### [INFORMATION PROVIDED]

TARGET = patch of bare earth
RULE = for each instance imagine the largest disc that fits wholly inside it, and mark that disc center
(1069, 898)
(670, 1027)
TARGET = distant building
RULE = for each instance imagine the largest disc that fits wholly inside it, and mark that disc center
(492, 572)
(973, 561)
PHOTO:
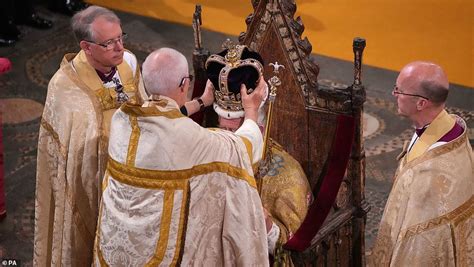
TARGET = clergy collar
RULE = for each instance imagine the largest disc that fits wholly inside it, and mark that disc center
(107, 77)
(420, 131)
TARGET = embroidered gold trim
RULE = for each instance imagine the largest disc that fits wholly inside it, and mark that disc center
(55, 137)
(433, 153)
(442, 124)
(248, 145)
(97, 248)
(139, 111)
(183, 221)
(164, 229)
(133, 143)
(456, 216)
(154, 179)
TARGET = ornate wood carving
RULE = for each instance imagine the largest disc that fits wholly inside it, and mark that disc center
(304, 123)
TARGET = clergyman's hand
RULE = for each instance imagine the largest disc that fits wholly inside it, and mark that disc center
(208, 95)
(251, 102)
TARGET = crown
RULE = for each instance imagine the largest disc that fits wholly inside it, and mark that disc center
(227, 70)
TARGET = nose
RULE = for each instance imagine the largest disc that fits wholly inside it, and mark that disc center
(118, 45)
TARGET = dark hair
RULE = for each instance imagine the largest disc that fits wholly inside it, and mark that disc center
(436, 92)
(81, 21)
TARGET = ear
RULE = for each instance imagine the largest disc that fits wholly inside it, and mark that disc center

### [WHAT YOU NEED TO DO]
Please rewrite all of the lines above, changing every "disc" to "circle" and keeping everything else the same. Omit the pictures.

### [SOLUTION BELOW]
TARGET = patch of bare earth
RULE = for each instance imagine the largest circle that fits wholly inside it, and mark that circle center
(1069, 898)
(670, 1027)
TARGET = distant building
RULE = for each instance imagine the largest circle that fits wholly inside it, and mark that circle center
(492, 572)
(973, 561)
PHOTO:
TARGET = clergy collar
RULE = for each instance imagine the largest circle that fits wholly inside it, and mark that circle center
(107, 77)
(420, 131)
TARGET = embroidered gold trim
RULE = for each instance imagine the largest circle that fits wholly inside it, and mark that circle center
(55, 137)
(433, 153)
(442, 124)
(248, 145)
(97, 248)
(139, 111)
(183, 221)
(164, 229)
(133, 143)
(456, 216)
(154, 179)
TARGET = ornate wood carving
RULE = for each instance imagine the largest circle that fits wholly inside it, and mark that circle center
(304, 123)
TARGET = clergyman's hand
RULE = for each instance imagine the largest circle that fits wholly inside it, and mark that circle center
(208, 95)
(251, 102)
TARGET = crown
RULE = for each instance imagine the largest circle that fits wholly inside it, and mark that circle center
(227, 70)
TARGET = nose
RULE = for each instance imagine the largest circle that fits wholly inside it, and mark that circle center
(118, 45)
TARGET = dark hair
RULE = for each instance imagine the largest circle that fits wholly inside it, and mark that circle center
(436, 92)
(81, 21)
TARGET = ear
RULE = for each instance imagine the largest circle that fits wholly inside it, and mark that circle center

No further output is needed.